** Supplied data follows **

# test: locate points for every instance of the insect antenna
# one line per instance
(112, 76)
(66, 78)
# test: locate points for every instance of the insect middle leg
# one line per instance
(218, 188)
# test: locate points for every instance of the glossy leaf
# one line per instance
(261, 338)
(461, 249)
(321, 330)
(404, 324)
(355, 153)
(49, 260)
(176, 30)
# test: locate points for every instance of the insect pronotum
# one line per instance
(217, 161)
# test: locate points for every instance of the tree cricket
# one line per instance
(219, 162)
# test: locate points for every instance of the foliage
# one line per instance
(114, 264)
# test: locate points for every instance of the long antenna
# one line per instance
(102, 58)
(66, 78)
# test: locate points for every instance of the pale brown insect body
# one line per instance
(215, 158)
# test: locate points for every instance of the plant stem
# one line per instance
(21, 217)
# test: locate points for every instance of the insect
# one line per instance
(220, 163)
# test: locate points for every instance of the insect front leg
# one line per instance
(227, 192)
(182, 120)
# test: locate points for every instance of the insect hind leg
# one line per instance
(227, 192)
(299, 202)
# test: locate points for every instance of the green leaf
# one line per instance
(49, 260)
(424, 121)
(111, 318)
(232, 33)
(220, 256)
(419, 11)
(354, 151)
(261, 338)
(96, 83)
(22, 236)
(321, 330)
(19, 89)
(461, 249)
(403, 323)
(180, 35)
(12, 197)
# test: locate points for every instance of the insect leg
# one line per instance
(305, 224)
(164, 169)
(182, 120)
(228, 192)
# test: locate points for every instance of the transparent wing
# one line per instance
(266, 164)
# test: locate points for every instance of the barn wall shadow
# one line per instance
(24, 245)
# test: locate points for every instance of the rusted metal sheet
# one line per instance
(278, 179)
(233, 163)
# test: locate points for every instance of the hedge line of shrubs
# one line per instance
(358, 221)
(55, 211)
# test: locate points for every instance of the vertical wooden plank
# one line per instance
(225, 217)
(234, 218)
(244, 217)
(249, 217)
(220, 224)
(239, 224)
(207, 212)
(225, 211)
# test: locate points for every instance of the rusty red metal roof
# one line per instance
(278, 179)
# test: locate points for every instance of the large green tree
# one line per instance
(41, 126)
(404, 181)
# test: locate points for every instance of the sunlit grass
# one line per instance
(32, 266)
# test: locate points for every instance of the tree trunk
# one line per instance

** End of Supplied data **
** Supplied data follows **

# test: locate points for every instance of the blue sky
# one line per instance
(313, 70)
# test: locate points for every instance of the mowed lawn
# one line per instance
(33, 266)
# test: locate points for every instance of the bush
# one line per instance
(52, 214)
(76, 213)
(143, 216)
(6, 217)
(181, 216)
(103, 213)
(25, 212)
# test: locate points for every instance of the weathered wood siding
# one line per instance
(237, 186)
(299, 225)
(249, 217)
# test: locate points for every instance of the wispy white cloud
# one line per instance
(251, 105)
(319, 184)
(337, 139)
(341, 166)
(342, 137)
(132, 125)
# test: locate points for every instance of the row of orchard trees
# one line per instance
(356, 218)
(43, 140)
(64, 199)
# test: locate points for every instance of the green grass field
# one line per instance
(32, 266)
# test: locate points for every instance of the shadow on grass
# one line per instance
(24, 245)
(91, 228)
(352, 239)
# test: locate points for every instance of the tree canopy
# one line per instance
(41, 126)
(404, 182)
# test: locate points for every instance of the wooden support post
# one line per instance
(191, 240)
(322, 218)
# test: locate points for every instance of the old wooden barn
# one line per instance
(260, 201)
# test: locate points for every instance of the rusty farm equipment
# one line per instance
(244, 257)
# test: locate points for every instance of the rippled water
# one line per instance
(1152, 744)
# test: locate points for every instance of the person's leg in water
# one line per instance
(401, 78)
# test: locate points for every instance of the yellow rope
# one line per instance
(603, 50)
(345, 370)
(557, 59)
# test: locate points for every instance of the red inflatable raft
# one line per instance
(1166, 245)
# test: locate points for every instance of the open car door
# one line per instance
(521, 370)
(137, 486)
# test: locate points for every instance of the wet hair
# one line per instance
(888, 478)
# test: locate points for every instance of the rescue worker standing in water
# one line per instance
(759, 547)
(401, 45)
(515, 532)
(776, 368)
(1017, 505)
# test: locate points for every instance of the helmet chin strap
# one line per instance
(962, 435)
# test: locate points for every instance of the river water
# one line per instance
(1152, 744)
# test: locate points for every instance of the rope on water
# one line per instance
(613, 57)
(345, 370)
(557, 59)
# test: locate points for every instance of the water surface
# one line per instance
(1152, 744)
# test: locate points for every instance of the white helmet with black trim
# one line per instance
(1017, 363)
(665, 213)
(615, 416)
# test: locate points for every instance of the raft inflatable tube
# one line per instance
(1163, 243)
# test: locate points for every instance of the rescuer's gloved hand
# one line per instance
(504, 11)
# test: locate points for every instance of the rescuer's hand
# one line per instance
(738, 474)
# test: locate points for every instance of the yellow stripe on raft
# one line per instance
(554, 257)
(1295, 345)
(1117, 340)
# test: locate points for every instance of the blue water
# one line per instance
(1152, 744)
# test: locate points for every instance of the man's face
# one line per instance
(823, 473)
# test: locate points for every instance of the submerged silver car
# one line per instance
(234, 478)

** End of Supplied data **

Task instructions: Every line that holds the word "raft" should be copied from the records.

Task result:
# test: locate points for every instance of the red inflatable raft
# test: locate points for every instance of the raft inflatable tube
# test: locate points for every instance of the yellow stripe on raft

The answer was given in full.